* [Consigne a] Réécrivez sous forme de liste numérotée les lignes des enregistrements, en commençant à la ligne qui contient « Segment the purple » et en terminant à la fin des enregistrements. Omettez les lignes vides.

* [Passage cité]
%%

Exaltation de la Croix (14/09/25 - 7 douleurs de Marie)

Homélie de la fête de l’Exaltation de la Croix (14 septembre 2025)

Les sept douleurs de la Très Sainte Vierge Marie

« ‘Épargnez-moi ! Quel autre enfant, une fois au monde, vient imposer derechef de telles douleurs au sein maternel ?’ Car les chutes des fidèles, pour être réparées, ne lui causent pas un moindre travail que l’enfantement de ceux qui n’ont pas cru encore » (saint Jean Chrysostome). La veuve de Naïm symbolise l’Église pleurant ses fils auxquels elle donna la vie spirituelle par le baptême et qui, retombés dans le péché, sont voués à la mort éternelle. Mais le Christ venu à sa rencontre les ressuscite spirituellement par la pénitence. La sainte Vierge Marie, en accouchant du Fils de Dieu, fut épargnée des douleurs de toute parturiente, mais cette souffrance fut décalée au pied de la Croix. Le 15 septembre, au lendemain de l’Exaltation de la Croix, l’Église médite sept glaives fichés dans son Cœur Immaculé.

  1. Les sept douleurs
    1. Les récits de l’enfance
        1. La prophétie de Syméon

À la Présentation, « Syméon les bénit, puis dit à Marie sa mère : ‘Voici que cet enfant provoquera la chute et le relèvement de beaucoup en Israël. Il sera un signe de contradiction – et toi, ton âme sera traversée d’un glaive » (Lc, 2, 34-35). Marie comprend sa vie : « Ne m’appelez plus Noémie (Ma gracieuse), appelez-moi Mara (Amertume). Car le Puissant m’a remplie d’amertume » (Ruth 1, 20).

        1. La fuite en Égypte

Après Noël et l’Épiphanie, la Sainte Famille dut fuir. « Après leur départ, voici que l’ange du Seigneur apparaît en songe à Joseph et lui dit : ‘Lève-toi ; prends l’enfant et sa mère, et fuis en Égypte. Reste là-bas jusqu’à ce que je t’avertisse, car Hérode va rechercher l’enfant pour le faire périr’ (…) pour que soit accomplie la parole du Seigneur prononcée par le prophète (Os 11, 1) : ‘d’Égypte, j’ai appelé mon fils’ » (Mt 2, 13-15).

%%

* [Consigne b] Recopiez sans rien changer l’extrait de l’homélie sur les sept douleurs de Marie, en commençant à « Les sept douleurs de » et en terminant à « son Cœur Immaculé. ».

* [Entrées fournies]

%%

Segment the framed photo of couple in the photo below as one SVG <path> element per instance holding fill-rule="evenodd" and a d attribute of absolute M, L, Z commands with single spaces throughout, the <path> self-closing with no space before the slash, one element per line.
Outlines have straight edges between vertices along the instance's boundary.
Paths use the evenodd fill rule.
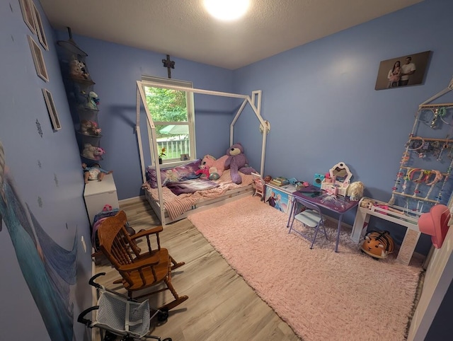
<path fill-rule="evenodd" d="M 414 53 L 383 60 L 379 64 L 375 90 L 421 84 L 431 51 Z"/>

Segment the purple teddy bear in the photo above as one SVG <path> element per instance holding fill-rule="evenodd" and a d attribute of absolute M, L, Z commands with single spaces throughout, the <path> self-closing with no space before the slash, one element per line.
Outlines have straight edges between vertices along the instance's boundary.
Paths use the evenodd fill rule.
<path fill-rule="evenodd" d="M 237 185 L 242 183 L 242 177 L 239 174 L 239 171 L 248 175 L 255 171 L 253 168 L 247 166 L 248 161 L 243 154 L 243 147 L 240 143 L 236 143 L 229 147 L 226 150 L 226 155 L 228 155 L 228 158 L 225 161 L 225 169 L 230 169 L 233 183 Z"/>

%%

* [Réponse rédigée a]
1. Segment the purple teddy bear in the photo above as one SVG <path> element per instance holding fill-rule="evenodd" and a d attribute of absolute M, L, Z commands with single spaces throughout, the <path> self-closing with no space before the slash, one element per line.
2. Outlines have straight edges between vertices along the instance's boundary.
3. Paths use the evenodd fill rule.
4. <path fill-rule="evenodd" d="M 237 185 L 242 183 L 242 177 L 239 174 L 239 171 L 248 175 L 255 171 L 253 168 L 247 166 L 248 161 L 243 154 L 243 147 L 240 143 L 236 143 L 229 147 L 226 150 L 226 155 L 228 155 L 228 158 L 225 161 L 225 169 L 230 169 L 233 183 Z"/>

* [Réponse rédigée b]
Les sept douleurs de la Très Sainte Vierge Marie

« ‘Épargnez-moi ! Quel autre enfant, une fois au monde, vient imposer derechef de telles douleurs au sein maternel ?’ Car les chutes des fidèles, pour être réparées, ne lui causent pas un moindre travail que l’enfantement de ceux qui n’ont pas cru encore » (saint Jean Chrysostome). La veuve de Naïm symbolise l’Église pleurant ses fils auxquels elle donna la vie spirituelle par le baptême et qui, retombés dans le péché, sont voués à la mort éternelle. Mais le Christ venu à sa rencontre les ressuscite spirituellement par la pénitence. La sainte Vierge Marie, en accouchant du Fils de Dieu, fut épargnée des douleurs de toute parturiente, mais cette souffrance fut décalée au pied de la Croix. Le 15 septembre, au lendemain de l’Exaltation de la Croix, l’Église médite sept glaives fichés dans son Cœur Immaculé.